* **Reading text**:
——————————
Particularly now, as we’re well in to the depths of UEFA Euro, we can probably all relate to that ungodly feeling we’ve all suffered, struggling to make it through the morning of work after the liquor from the night before. There’s not a lot of success going on right now.
Words: Katie Brown
However, if you’re still wondering why the letters on your computer screen seem persistently illegible and you’re GPS watch indicates you’ve not been walking in a straight line all day and you’ve covered a whopping 13km, there could actually be an alternative to point the finger at… Sleep (or lack of)
Lack of sleep over a 24-hour period induces an impairment equivalent to a blood alcohol level of 0.1% which FYI, would make you 0.02% over the legal driving limit! So you can stop blaming old Gordon for the hangover symptoms as it could actually be the spirits behind sleep that are the problem (though we’re not saying that gin and tonic last night didn’t contribute).
So little or no sleep can not only leave us feeling drunk 99% of the time and hindering our chances of employee of the month, but given that we get enough of the ‘z’, it can also have some other effects to our working days.
Bed for the brain
Though the common association with sleep is that it’s those precious hours a night that gives rest for our body, sleep is actually more about rest for the brain. A study from Germany provides evidence that a full night’s sleep may actually increase brain power.
——————————
* **Supplied data**:
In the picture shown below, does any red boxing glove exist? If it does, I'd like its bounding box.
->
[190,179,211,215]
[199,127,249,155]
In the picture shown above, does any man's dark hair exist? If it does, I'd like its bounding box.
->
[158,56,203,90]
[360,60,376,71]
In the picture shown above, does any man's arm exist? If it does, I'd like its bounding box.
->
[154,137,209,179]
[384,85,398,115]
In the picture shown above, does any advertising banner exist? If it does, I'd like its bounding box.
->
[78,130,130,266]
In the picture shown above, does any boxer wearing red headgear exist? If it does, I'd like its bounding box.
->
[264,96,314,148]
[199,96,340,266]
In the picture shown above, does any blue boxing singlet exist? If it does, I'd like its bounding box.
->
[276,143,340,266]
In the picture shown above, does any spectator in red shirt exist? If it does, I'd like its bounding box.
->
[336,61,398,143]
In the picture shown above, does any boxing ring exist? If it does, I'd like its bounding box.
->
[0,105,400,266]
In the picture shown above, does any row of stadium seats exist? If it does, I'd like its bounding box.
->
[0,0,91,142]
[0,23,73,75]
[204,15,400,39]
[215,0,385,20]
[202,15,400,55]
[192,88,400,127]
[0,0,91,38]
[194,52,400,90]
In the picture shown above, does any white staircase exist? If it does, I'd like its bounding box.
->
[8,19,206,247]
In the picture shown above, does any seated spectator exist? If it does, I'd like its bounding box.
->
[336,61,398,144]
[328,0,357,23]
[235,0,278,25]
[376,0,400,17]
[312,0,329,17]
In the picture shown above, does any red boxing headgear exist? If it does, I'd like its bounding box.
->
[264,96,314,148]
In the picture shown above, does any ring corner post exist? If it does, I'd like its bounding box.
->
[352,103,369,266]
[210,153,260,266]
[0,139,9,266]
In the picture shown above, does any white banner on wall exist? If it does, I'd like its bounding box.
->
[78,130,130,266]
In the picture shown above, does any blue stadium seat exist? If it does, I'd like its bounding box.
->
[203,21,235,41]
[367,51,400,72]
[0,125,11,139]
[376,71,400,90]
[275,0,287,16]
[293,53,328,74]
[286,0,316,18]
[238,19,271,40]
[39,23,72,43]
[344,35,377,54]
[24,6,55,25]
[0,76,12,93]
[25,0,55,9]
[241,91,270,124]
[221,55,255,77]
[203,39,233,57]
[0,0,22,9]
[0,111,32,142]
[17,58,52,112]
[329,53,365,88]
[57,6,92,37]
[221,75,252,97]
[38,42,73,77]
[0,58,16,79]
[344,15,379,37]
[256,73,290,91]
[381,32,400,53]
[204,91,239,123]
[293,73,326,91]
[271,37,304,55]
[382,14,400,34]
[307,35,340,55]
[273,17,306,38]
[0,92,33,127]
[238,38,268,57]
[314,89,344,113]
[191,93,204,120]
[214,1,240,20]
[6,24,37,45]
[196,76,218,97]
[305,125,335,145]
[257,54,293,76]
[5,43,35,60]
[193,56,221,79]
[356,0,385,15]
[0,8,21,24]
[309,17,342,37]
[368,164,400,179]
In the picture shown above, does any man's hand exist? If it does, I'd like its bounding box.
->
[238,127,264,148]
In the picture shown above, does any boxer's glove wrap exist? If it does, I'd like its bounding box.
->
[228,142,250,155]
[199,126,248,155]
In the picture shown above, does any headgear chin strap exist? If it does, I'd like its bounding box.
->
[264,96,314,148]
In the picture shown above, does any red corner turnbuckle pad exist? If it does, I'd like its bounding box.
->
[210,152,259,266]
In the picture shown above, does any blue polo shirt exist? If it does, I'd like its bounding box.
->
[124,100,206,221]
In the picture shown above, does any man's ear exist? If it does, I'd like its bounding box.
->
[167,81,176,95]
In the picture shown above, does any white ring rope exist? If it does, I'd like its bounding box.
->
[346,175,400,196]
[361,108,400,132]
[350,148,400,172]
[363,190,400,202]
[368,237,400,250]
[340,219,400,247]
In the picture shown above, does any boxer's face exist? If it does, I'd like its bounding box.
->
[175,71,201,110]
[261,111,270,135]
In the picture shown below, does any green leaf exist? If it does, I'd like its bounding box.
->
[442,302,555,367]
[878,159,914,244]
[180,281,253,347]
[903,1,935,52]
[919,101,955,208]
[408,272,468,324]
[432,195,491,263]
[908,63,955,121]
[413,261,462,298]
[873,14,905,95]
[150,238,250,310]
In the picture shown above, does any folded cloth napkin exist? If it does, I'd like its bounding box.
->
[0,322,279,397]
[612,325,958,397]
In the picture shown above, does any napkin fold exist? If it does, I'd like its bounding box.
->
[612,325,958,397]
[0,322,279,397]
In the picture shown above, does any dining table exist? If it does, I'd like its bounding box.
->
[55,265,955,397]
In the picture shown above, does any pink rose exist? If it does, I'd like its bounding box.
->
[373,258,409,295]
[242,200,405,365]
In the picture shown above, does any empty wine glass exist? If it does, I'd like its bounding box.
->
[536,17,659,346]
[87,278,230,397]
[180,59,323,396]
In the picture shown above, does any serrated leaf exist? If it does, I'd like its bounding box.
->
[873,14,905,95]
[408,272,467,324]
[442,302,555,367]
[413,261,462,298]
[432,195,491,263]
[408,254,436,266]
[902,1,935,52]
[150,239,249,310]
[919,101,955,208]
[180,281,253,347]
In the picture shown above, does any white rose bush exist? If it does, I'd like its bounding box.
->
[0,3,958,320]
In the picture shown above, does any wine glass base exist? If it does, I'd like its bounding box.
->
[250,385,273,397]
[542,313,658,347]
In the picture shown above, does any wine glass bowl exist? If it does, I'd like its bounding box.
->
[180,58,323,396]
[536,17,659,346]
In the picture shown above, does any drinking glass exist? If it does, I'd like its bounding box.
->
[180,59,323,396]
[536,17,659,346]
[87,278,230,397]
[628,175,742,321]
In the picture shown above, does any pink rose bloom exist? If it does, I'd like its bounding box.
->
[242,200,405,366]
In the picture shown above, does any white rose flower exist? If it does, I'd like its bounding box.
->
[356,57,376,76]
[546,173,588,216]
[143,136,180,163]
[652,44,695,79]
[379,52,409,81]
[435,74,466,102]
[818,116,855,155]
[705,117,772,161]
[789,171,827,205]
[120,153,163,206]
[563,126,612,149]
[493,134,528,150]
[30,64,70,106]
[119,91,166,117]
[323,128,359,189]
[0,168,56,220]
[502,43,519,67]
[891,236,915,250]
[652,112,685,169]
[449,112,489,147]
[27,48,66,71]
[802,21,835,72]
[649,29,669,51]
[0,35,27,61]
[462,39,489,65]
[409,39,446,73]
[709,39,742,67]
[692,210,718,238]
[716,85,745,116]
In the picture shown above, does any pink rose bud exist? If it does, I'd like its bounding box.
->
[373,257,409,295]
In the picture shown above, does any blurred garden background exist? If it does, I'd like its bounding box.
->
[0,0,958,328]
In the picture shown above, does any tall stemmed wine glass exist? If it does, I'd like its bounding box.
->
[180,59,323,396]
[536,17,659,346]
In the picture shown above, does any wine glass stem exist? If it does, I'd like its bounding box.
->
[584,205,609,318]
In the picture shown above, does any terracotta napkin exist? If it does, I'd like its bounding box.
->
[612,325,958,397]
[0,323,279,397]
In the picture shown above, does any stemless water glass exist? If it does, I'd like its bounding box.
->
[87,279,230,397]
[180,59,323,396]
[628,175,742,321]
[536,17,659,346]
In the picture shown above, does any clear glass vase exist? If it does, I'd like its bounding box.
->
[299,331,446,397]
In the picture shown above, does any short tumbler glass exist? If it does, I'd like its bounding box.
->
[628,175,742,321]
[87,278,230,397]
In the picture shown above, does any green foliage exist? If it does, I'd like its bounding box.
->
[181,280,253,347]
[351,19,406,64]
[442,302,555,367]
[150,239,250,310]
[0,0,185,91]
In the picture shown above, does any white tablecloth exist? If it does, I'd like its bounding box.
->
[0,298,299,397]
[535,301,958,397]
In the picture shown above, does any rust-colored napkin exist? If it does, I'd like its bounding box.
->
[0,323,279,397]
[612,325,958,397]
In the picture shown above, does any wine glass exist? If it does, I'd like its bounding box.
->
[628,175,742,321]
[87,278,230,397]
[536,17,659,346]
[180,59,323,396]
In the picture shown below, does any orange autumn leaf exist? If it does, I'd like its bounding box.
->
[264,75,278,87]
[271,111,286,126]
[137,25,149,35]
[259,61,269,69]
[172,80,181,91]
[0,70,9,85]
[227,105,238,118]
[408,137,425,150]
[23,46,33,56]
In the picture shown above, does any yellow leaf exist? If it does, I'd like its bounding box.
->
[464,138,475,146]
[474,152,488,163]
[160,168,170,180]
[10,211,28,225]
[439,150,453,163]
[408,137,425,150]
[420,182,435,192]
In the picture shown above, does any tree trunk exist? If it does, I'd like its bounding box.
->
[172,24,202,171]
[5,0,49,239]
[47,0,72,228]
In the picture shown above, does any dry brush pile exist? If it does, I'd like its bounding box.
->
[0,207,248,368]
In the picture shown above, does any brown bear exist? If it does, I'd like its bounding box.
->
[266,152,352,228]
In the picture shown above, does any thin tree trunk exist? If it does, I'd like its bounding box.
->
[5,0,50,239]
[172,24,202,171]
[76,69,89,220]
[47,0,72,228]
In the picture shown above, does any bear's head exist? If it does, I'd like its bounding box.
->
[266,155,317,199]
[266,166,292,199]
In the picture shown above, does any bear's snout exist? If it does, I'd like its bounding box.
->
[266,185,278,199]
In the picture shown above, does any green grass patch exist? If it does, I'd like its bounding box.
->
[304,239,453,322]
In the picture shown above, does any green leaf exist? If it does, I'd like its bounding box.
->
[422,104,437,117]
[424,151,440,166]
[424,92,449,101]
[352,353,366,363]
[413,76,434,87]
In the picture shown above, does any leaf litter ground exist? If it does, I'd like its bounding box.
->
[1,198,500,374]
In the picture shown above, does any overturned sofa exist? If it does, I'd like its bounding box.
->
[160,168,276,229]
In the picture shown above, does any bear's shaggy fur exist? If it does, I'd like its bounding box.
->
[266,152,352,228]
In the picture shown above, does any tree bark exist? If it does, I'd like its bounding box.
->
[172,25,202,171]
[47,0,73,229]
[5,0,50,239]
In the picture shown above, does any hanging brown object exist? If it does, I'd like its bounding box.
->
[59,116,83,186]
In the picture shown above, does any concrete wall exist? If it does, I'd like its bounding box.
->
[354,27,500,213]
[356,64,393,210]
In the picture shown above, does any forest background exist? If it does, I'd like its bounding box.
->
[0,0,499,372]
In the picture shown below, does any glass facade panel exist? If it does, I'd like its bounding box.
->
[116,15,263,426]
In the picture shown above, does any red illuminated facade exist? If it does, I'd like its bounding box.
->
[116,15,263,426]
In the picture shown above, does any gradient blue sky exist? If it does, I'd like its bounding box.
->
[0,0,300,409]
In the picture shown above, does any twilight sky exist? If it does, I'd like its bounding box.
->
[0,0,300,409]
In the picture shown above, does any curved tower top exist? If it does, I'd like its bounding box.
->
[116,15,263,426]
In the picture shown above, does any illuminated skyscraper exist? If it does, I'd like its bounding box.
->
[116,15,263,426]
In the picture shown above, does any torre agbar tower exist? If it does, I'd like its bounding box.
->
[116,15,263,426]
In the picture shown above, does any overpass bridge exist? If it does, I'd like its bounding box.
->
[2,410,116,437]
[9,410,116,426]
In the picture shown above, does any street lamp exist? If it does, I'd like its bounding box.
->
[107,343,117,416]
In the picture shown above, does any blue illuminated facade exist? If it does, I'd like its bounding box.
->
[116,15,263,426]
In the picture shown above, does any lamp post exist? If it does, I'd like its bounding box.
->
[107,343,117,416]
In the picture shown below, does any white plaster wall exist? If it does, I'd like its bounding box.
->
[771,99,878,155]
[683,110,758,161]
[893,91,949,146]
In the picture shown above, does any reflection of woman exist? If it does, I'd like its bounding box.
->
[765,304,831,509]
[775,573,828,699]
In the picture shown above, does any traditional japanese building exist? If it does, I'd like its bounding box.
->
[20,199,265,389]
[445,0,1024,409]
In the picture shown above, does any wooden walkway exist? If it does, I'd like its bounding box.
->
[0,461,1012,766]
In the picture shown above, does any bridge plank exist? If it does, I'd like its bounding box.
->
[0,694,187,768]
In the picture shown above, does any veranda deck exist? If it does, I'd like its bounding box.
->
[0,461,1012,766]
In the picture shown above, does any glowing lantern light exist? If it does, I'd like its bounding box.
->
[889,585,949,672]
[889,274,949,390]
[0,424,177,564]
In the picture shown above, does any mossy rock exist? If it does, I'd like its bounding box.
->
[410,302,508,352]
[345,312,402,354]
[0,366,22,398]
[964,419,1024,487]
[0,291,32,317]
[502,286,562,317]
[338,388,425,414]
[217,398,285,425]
——————————
* **Tasks to complete**:
1 > Print the passage of the sleep article starting with "So little or" and going on through "our working days.".
2 > According to the sleep article, why might readers stop blaming gin for their hangover symptoms?
3 > Go on writing the sleep article from the point where it ends.
The records have nothing to do with the sleep article.

* **Answers to the problems**:
1 >
So little or no sleep can not only leave us feeling drunk 99% of the time and hindering our chances of employee of the month, but given that we get enough of the ‘z’, it can also have some other effects to our working days.

2 > Going without sleep for 24 hours causes impairment equal to a blood alcohol level of 0.1%. That level is 0.02% over the legal driving limit. So the symptoms could come from lack of sleep rather than the gin, though the article allows that the gin may have contributed.

3 >
Enhances problem solving
Turns out it wasn’t our primary school teacher that we can blame for our inability to work out the change we’d get from a £10 note after purchasing our £1.80 Americano. The same German study found that participants on lesser sleep were on average, slower and less able to solve problems compared to those on a full night’s sleep. During sleep, our brains are hard at work, encoding restructuring information, so have a few extra minutes sleeping time and you’ll soon be correcting the nominated human calculator at dinner to how much you actually owe towards the bill.
90… is the magic number
While we’re talking football, research has suggested that our sleep cycles work in 90 minute intervals. Though 8 hours seems to be recommended, we’d actually reap more benefits from the night, feeling less tired and working more optimally the next day, had we’d slept for 6, 7.5 or 9 hours!
Though it might feel like sacrificing a few hours’ sleep every night will indeed allow us more time to be productive and get more things done, it might be worth considering that this more time spent awake is possibly more counter-productive, and is actually just our body’s way of enjoying a glass of wine, or two!